Exercise instructions:
**A.** Answer these from the TLDc proteins entry:
(i) In which journal did the article appear, and on what pages?
(ii) Who are its main authors?
(iii) In what city was it published?
**B.** Proceed with the TLDc proteins entry from the point where it ends.

----- Excerpt

TLDc proteins: new players in the oxidative stress response and neurological disease

• Published in: Mammalian genome Vol. 28; no. 9-10; pp. 395 - 406
• Main Authors: Finelli, Mattéa J., Oliver, Peter L.
• Format: Journal Article
• Language: English
• Published: New York Springer US 01.10.2017; Springer Nature B.V
• Subjects: Animal Genetics and Genomics; Animals; Apoptosis; Biomedical and Life Sciences; Carrier Proteins - genetics; Carrier Proteins - metabolism; Cell Biology; Cell death; Drug Discovery; Epilepsy; GTPase-Activating Proteins; Hearing loss; Human Genetics; Humans; Life Sciences; Membrane Proteins; Mitochondrial Proteins; Nerve Tissue Proteins; Neurodegenerative Diseases - genetics; Neurodegenerative Diseases - physiopathology; Neurological diseases; Neuroprotection; Nuclear Receptor Coactivators - genetics; Nuclear Receptor Coactivators - metabolism; Oxidative stress; Oxidative Stress - genetics; Protein Domains; Proteins; Proteins - genetics; Proteins - metabolism; Reactive Oxygen Species - metabolism; Redox properties; Nuclear Receptor Coactivator (NCOA7); ADP-ribosylation Factor (ARF6); Falace; hSOD1G93A Mice; TBC1 Domain Family Member (TBC1D24)

----------
----- Supplied material

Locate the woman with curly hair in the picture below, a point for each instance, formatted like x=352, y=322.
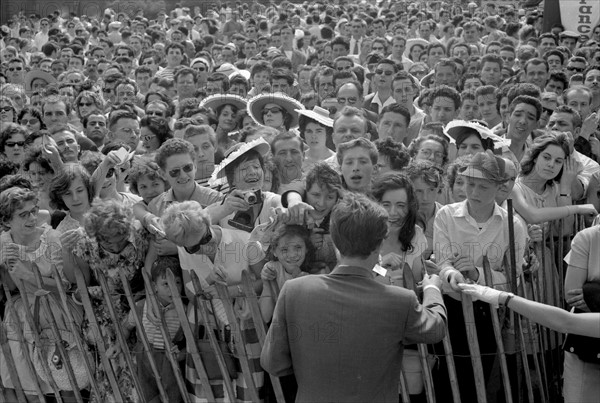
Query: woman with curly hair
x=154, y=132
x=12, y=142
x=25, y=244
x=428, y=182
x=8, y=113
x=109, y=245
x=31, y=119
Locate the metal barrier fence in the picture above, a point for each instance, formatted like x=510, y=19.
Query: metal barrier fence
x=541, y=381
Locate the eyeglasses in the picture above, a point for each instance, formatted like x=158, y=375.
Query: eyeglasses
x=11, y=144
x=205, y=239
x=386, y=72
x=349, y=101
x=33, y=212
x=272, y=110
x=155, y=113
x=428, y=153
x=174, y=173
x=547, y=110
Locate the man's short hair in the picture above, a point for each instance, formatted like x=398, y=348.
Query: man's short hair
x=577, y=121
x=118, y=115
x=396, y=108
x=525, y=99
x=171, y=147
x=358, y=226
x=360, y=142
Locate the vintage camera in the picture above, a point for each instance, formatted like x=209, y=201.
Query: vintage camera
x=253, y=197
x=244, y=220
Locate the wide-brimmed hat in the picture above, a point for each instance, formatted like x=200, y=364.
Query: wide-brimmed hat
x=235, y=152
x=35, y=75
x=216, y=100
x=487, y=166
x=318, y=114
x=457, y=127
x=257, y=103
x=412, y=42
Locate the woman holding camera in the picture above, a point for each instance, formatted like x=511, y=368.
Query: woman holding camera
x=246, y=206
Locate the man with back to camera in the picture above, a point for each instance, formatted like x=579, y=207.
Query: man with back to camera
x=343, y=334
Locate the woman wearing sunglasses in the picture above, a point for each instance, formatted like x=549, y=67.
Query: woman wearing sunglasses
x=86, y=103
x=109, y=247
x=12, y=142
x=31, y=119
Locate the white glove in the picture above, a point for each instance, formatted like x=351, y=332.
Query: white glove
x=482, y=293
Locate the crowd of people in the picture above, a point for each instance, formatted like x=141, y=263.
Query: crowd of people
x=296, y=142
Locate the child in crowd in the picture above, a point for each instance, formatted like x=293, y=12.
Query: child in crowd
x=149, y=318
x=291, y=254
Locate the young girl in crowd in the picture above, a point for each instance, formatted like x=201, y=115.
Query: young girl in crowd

----------

Exercise answers:
**A.**
(i) Mammalian genome, pages 395–406
(ii) Mattéa J. Finelli and Peter L. Oliver
(iii) New York

**B.**
• ISSN: 0938-8990; 1432-1777
• DOI: 10.1007/s00335-017-9706-7

Oxidative stress (OS) arises from an imbalance in the cellular redox state, which can lead to intracellular damage and ultimately cell death. OS occurs as a result of normal ageing, but it is also implicated as a common etiological factor in neurological disease; thus identifying novel proteins that modulate the OS response may facilitate the design of new therapeutic approaches applicable to many disorders. In this review, we describe the recent progress that has been made using a range of genetic approaches to understand a family of proteins that share the highly conserved TLDc domain. We highlight their shared ability to prevent OS-related cell death and their unique functional characteristics, as well as discussing their potential application as new neuroprotective factors. Furthermore, with an increasing number of pathogenic mutations leading to epilepsy and hearing loss being discovered in the TLDc protein TBC1D24, understanding the function of this family has important implications for a range of inherited neurological diseases.